_What is asked_
Return every line of the material that contains the word "mustard", copying each one in full.

_Supplied material_
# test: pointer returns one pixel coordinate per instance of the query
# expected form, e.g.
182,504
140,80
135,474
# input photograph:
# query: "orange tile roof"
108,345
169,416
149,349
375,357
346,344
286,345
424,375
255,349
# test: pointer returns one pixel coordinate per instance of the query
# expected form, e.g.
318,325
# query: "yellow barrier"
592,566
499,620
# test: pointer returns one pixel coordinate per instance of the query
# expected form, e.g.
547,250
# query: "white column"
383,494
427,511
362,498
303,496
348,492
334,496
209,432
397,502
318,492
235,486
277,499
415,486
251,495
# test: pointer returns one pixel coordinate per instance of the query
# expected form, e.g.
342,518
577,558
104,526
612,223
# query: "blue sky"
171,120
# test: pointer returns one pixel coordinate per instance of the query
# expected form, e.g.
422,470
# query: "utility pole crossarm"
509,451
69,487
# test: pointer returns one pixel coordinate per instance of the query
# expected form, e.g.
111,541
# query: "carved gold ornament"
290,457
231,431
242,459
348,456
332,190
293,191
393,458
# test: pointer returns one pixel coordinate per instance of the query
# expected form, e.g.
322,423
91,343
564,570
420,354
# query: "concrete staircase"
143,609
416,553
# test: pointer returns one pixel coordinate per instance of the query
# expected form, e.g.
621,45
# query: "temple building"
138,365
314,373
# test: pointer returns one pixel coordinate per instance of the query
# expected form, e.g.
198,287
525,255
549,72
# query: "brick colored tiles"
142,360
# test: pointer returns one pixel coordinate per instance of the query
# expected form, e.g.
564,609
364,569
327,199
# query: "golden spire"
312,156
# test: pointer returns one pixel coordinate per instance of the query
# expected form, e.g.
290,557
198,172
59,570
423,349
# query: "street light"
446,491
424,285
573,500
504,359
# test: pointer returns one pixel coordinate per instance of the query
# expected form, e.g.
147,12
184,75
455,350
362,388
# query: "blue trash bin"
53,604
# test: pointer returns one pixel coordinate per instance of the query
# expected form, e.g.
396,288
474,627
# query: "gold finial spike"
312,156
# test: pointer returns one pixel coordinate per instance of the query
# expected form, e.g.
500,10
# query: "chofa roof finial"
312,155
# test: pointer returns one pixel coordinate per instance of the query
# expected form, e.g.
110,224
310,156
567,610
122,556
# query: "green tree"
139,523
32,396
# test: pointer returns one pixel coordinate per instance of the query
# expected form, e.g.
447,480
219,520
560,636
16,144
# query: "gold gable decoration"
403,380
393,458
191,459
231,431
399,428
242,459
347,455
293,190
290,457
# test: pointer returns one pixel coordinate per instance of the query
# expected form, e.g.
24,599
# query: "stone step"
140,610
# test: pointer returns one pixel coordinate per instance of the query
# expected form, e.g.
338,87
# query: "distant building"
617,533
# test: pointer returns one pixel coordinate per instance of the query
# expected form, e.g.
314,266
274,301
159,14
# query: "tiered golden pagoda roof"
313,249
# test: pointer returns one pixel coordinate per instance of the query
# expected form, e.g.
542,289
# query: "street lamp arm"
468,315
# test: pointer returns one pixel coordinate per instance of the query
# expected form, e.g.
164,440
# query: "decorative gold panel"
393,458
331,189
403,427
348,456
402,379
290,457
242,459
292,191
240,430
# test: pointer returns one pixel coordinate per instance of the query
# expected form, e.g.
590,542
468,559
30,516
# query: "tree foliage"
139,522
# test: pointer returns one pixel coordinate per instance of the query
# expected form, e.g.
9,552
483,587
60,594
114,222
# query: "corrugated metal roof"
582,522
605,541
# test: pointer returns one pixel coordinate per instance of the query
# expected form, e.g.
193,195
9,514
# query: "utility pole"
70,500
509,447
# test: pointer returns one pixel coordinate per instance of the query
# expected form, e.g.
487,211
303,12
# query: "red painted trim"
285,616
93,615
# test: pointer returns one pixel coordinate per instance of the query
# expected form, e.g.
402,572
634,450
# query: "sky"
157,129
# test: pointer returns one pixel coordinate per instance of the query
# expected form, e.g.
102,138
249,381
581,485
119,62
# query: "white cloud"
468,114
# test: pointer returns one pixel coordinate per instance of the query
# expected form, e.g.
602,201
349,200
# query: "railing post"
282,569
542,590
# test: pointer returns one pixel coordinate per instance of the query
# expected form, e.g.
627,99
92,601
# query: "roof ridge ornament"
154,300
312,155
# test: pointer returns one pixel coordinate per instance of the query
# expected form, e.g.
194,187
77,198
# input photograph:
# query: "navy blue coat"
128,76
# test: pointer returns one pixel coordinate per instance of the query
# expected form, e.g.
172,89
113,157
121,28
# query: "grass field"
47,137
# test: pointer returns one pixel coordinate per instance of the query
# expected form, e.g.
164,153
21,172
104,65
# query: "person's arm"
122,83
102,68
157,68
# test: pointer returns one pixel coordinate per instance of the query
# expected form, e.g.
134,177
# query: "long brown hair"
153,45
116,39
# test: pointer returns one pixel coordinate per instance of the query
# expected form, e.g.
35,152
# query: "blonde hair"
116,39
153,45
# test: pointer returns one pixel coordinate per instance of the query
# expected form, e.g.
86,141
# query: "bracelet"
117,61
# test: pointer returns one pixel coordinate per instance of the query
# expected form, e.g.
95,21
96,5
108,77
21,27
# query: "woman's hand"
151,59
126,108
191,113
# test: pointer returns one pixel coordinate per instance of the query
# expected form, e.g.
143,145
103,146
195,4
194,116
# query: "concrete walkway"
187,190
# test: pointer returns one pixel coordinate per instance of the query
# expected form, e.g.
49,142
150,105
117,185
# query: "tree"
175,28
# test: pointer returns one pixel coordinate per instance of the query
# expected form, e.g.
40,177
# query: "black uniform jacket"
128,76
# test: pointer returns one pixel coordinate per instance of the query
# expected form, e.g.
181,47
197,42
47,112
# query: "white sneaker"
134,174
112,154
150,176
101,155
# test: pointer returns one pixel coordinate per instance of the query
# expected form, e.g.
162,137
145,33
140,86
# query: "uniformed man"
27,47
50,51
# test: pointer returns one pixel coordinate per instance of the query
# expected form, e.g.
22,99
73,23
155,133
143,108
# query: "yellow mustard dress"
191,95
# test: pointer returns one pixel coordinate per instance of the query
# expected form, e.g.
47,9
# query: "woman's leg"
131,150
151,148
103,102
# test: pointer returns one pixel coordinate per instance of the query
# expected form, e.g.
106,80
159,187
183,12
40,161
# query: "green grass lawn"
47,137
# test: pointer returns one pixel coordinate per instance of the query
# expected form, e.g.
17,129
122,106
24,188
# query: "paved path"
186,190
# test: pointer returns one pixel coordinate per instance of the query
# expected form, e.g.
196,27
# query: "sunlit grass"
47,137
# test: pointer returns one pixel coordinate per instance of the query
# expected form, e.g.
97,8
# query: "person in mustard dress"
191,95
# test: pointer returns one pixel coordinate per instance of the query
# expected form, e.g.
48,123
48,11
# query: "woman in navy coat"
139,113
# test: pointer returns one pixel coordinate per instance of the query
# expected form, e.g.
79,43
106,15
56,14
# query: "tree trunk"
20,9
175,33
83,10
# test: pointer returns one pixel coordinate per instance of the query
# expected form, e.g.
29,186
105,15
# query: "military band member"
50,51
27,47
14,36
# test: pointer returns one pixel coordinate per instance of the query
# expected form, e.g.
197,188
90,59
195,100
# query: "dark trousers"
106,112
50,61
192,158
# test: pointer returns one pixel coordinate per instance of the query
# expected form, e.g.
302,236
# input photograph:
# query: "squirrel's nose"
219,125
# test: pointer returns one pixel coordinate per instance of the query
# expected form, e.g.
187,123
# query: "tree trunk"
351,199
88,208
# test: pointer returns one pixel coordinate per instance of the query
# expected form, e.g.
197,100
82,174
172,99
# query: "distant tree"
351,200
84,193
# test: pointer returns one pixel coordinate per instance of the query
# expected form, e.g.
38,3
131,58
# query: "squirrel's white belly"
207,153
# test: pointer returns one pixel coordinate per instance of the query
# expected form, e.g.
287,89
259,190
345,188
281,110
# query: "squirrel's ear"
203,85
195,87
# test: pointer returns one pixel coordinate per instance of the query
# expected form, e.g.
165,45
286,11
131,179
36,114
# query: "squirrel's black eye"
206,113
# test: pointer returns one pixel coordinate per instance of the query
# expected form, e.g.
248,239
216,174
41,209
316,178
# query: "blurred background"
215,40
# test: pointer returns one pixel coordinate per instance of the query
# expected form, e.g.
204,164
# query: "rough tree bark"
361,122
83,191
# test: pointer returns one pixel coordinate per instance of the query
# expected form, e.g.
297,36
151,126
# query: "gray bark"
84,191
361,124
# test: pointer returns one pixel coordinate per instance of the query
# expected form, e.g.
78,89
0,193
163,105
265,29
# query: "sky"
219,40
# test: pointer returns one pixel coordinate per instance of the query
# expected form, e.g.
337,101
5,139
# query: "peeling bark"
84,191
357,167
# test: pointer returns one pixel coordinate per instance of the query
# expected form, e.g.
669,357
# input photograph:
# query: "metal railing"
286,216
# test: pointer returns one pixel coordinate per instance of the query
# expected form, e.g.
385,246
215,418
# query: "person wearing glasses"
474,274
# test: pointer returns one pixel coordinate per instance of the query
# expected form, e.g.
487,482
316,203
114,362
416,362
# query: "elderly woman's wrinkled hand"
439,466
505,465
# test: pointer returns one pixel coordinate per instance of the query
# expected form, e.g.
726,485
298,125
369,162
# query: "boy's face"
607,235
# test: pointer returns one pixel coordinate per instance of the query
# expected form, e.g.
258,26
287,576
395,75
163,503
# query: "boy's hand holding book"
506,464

_Written answer_
# query: "yellow mustard dress"
# query: "person in mustard dress"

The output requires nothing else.